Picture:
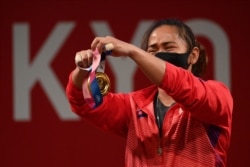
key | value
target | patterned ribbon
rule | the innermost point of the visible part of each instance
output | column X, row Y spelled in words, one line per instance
column 90, row 87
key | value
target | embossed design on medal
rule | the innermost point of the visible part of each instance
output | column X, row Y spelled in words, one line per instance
column 103, row 82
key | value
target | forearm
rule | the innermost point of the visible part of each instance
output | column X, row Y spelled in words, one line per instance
column 151, row 66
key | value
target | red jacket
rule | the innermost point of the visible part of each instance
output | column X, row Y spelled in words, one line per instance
column 196, row 130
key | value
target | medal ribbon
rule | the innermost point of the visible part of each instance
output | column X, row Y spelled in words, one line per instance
column 90, row 87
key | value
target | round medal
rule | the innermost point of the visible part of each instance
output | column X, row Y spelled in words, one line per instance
column 103, row 82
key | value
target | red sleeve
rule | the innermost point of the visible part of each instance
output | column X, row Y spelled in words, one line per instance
column 110, row 116
column 209, row 101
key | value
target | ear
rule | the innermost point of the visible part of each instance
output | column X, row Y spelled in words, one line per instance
column 194, row 55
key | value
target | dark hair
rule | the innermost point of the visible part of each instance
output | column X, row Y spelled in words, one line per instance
column 185, row 33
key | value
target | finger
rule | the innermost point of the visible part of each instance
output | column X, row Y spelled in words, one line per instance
column 78, row 59
column 89, row 57
column 94, row 43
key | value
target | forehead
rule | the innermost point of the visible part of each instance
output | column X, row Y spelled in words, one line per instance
column 164, row 33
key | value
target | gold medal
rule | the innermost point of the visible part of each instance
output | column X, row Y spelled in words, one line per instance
column 103, row 82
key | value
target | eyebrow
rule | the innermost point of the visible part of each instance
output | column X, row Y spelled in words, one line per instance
column 164, row 43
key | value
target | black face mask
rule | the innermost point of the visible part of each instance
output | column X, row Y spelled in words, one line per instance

Work to complete
Please write out every row above again word for word, leaving the pictures out.

Correct response
Picture:
key | value
target | patterned ribbon
rule | the innermost point of the visible part of each instance
output | column X, row Y spelled in words, one line per instance
column 90, row 87
key | value
target | embossed design on medal
rule | the innermost point of the visible part of each instance
output | column X, row Y spelled in words, one line per instance
column 103, row 82
key | value
target | forearm
rule | the innermost point of the visible part of each instance
output | column X, row Y spelled in words, one line per instance
column 151, row 66
key | value
target | red jacket
rule | the innermost point of the visible part of each instance
output | column X, row Y spelled in words, one line per instance
column 196, row 130
key | value
target | medal ribbon
rule | the innermost point of the visible part of each instance
output | column X, row Y spelled in words, one line per instance
column 90, row 87
key | value
target | round medal
rule | the innermost point of the visible part of each instance
output | column X, row Y spelled in words, one line per instance
column 103, row 82
key | value
target | red sleeve
rule | the innermost point of the visible part of each instance
output | column X, row Y spelled in words, one line per instance
column 110, row 116
column 209, row 101
key | value
target | ear
rule | the innermost point of the visible part of each instance
output | column X, row Y spelled in words, one line per instance
column 194, row 55
key | value
target | dark hair
rule | the innermost point of the visible part of each instance
output | column X, row Y spelled in words, one line per instance
column 185, row 33
key | value
target | finger
rule | the innermost point of the visible part of each instance
output | column X, row Y spelled in words, one line per instance
column 78, row 59
column 89, row 57
column 94, row 43
key | value
target | forehead
rule | the innermost point of the visible part of each instance
output | column X, row Y spelled in words, one line per instance
column 164, row 33
key | value
target | gold medal
rule | the innermost point of the visible part of each instance
output | column X, row Y spelled in words, one line per instance
column 103, row 82
key | value
target | eyebrow
rule | the innermost point of the visible part of each instance
output | column X, row Y spelled in words, one line per instance
column 164, row 43
key | value
target | black face mask
rule | the innermost point of the visible part of each instance
output | column X, row Y spelled in words, one line per instance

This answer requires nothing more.